== What the exercise asks ==
Copy out, unchanged, the stretch of the listing below from the line containing "Mark the region of every instance of the **painting" through the line containing "40L102 45L102 48L105", including both of those lines, and nothing else.

== Exercise data ==
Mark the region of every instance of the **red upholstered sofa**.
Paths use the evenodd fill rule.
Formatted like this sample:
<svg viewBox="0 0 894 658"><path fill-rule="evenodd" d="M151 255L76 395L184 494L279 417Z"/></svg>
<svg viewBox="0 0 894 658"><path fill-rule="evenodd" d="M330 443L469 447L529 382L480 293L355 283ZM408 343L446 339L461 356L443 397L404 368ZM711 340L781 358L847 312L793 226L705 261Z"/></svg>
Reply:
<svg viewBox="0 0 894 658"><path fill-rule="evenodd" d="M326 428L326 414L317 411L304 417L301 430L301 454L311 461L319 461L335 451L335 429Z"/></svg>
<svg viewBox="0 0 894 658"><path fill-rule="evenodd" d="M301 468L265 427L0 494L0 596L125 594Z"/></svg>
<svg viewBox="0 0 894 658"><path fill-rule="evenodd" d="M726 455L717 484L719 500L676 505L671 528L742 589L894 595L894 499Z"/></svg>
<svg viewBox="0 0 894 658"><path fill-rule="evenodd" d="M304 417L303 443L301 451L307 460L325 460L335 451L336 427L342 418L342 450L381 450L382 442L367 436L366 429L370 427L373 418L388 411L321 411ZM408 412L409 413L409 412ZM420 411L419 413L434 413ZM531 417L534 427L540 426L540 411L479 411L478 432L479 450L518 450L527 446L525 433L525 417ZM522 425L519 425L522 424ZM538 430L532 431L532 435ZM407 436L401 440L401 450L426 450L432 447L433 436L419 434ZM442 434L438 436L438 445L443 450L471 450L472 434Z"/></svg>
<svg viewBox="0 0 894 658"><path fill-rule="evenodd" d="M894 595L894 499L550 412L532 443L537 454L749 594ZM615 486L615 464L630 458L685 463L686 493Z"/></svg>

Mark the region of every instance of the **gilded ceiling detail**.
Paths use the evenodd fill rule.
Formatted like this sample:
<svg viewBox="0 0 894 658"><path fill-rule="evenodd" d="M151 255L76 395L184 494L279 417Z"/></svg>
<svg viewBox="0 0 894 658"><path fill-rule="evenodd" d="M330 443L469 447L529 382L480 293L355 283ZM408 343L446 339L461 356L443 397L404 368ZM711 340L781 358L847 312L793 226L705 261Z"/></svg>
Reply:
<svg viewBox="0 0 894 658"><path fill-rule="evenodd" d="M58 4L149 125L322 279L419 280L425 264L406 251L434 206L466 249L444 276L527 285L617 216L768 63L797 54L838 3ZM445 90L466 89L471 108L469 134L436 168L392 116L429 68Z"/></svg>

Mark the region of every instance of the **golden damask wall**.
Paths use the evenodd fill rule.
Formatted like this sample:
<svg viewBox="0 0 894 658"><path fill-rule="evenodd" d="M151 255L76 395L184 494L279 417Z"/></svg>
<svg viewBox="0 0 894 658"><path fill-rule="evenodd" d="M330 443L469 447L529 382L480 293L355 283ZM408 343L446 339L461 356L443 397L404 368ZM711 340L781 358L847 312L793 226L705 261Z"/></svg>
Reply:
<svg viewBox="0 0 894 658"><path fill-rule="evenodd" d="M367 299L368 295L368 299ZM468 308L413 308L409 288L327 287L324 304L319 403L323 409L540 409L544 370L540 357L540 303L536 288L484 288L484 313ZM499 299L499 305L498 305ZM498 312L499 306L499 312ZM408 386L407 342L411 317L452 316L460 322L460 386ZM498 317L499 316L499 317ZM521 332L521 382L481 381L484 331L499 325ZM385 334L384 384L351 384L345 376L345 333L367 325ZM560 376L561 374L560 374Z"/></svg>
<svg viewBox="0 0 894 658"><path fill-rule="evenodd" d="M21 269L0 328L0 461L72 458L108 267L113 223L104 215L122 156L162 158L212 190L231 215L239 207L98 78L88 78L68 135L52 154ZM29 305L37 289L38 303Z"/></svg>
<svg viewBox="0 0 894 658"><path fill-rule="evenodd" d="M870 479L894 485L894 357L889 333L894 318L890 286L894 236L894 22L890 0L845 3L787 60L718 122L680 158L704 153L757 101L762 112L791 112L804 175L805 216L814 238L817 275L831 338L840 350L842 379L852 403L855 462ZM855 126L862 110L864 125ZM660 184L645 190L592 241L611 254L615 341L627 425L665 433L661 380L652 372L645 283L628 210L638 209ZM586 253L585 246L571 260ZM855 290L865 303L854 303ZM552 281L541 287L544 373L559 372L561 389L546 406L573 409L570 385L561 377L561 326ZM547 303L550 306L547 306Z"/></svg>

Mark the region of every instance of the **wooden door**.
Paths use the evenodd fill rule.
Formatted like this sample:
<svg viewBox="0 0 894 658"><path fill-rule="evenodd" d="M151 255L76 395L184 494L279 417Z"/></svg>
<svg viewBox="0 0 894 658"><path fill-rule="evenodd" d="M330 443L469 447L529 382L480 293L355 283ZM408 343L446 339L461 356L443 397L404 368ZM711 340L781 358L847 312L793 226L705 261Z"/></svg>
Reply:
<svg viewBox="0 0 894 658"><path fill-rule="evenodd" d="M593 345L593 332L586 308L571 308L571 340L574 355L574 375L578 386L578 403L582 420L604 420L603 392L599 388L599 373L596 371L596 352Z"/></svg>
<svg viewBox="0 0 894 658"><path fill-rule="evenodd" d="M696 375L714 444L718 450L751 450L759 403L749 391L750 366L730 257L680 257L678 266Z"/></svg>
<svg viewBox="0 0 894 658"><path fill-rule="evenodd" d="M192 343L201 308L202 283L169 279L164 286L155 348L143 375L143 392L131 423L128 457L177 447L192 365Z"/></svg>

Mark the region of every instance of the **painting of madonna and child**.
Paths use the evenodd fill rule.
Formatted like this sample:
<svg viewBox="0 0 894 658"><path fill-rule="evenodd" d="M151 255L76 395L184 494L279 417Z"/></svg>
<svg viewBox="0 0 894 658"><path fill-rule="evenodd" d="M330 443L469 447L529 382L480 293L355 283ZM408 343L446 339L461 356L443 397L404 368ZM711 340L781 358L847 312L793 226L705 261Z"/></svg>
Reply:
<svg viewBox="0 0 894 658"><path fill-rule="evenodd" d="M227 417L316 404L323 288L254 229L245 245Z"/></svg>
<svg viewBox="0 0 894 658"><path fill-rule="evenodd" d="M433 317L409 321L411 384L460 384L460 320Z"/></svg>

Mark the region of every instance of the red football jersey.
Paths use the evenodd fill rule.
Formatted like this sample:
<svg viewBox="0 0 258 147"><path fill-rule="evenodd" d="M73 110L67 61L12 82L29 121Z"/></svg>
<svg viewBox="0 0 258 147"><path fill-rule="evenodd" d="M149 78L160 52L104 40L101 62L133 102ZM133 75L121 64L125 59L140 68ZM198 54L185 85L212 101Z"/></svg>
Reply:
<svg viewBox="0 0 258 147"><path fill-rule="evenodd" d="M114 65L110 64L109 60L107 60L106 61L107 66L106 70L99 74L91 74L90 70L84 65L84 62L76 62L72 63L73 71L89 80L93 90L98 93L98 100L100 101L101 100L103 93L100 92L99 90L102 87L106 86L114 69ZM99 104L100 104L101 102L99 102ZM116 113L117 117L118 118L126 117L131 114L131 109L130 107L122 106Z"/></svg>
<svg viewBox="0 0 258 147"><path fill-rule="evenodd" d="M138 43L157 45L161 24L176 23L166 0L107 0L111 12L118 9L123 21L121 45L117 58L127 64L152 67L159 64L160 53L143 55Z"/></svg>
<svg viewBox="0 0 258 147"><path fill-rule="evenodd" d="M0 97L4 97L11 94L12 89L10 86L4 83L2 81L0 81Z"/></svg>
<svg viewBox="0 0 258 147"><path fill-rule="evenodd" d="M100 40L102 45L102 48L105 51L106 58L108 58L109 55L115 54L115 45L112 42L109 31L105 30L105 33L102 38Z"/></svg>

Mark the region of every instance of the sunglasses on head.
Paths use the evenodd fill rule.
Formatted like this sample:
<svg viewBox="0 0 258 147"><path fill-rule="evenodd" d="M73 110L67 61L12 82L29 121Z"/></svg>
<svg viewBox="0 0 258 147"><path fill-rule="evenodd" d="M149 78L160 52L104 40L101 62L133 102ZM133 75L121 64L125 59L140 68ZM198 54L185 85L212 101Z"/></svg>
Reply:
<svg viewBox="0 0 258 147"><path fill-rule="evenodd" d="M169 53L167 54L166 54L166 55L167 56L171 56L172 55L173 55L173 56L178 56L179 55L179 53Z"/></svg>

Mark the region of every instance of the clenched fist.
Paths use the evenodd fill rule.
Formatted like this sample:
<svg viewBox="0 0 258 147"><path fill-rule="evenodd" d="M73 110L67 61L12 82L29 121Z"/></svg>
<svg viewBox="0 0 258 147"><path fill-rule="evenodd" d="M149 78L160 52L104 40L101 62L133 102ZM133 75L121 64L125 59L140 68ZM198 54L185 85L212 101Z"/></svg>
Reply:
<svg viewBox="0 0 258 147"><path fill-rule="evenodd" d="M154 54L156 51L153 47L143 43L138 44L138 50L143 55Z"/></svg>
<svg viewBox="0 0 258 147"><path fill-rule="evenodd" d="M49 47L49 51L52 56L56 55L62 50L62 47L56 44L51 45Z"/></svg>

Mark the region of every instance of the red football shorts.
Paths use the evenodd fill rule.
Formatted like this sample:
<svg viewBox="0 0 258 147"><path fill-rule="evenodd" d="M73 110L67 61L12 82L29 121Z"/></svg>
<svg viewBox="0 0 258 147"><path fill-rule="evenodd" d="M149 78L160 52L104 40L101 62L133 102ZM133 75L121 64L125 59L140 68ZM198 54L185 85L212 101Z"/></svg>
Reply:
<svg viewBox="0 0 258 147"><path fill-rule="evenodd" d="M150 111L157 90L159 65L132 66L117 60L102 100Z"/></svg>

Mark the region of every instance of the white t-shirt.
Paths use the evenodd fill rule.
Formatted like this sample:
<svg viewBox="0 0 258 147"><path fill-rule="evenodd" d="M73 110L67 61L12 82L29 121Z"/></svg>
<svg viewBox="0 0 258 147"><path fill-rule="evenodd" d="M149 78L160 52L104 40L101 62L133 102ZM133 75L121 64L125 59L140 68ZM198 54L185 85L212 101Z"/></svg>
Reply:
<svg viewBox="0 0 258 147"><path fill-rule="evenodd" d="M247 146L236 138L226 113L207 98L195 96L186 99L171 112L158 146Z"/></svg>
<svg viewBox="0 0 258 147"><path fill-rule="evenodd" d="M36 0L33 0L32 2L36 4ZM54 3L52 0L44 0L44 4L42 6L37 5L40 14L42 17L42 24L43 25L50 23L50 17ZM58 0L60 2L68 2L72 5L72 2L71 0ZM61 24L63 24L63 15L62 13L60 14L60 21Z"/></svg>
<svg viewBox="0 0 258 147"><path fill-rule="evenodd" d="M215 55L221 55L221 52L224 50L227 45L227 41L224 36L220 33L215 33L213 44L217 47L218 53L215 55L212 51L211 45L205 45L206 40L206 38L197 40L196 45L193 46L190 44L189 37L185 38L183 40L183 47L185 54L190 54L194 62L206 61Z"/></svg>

== Result ==
Mark the region of every instance of the **painting of madonna and child**.
Paths use the evenodd fill rule.
Formatted like this sample:
<svg viewBox="0 0 894 658"><path fill-rule="evenodd" d="M151 255L76 395L184 494L279 417Z"/></svg>
<svg viewBox="0 0 894 658"><path fill-rule="evenodd" d="M330 443L469 447L529 382L480 293L355 283ZM408 343L446 339L461 356L443 397L404 368ZM711 340L781 358L847 312L793 226L705 261Z"/></svg>
Reply:
<svg viewBox="0 0 894 658"><path fill-rule="evenodd" d="M227 417L316 404L323 288L254 229L245 245Z"/></svg>
<svg viewBox="0 0 894 658"><path fill-rule="evenodd" d="M433 317L409 321L411 384L460 384L460 320Z"/></svg>

Mark the region of every instance of the red football jersey.
Paths use the evenodd fill rule.
Formatted like this sample:
<svg viewBox="0 0 258 147"><path fill-rule="evenodd" d="M73 110L67 61L12 82L29 121Z"/></svg>
<svg viewBox="0 0 258 147"><path fill-rule="evenodd" d="M149 78L160 52L104 40L101 62L133 102ZM133 75L121 64L125 59L140 68ZM198 54L185 85L212 101Z"/></svg>
Reply:
<svg viewBox="0 0 258 147"><path fill-rule="evenodd" d="M114 65L110 64L109 60L107 60L106 61L107 66L106 70L99 74L91 74L90 70L84 65L84 62L76 62L72 63L73 71L89 80L93 90L98 93L98 100L100 101L101 100L103 93L100 92L99 90L102 87L106 86L114 69ZM99 104L100 104L101 102L99 102ZM116 113L117 117L118 118L126 117L131 114L131 109L130 107L122 106Z"/></svg>
<svg viewBox="0 0 258 147"><path fill-rule="evenodd" d="M138 43L157 45L161 24L176 23L166 0L107 0L111 12L118 9L123 21L121 45L117 58L127 64L152 67L159 64L160 53L143 55Z"/></svg>
<svg viewBox="0 0 258 147"><path fill-rule="evenodd" d="M0 97L4 97L11 94L12 89L10 86L4 83L2 81L0 81Z"/></svg>
<svg viewBox="0 0 258 147"><path fill-rule="evenodd" d="M100 40L102 45L102 48L105 51L106 58L108 58L109 55L115 54L115 45L112 42L109 31L105 30L105 33L102 38Z"/></svg>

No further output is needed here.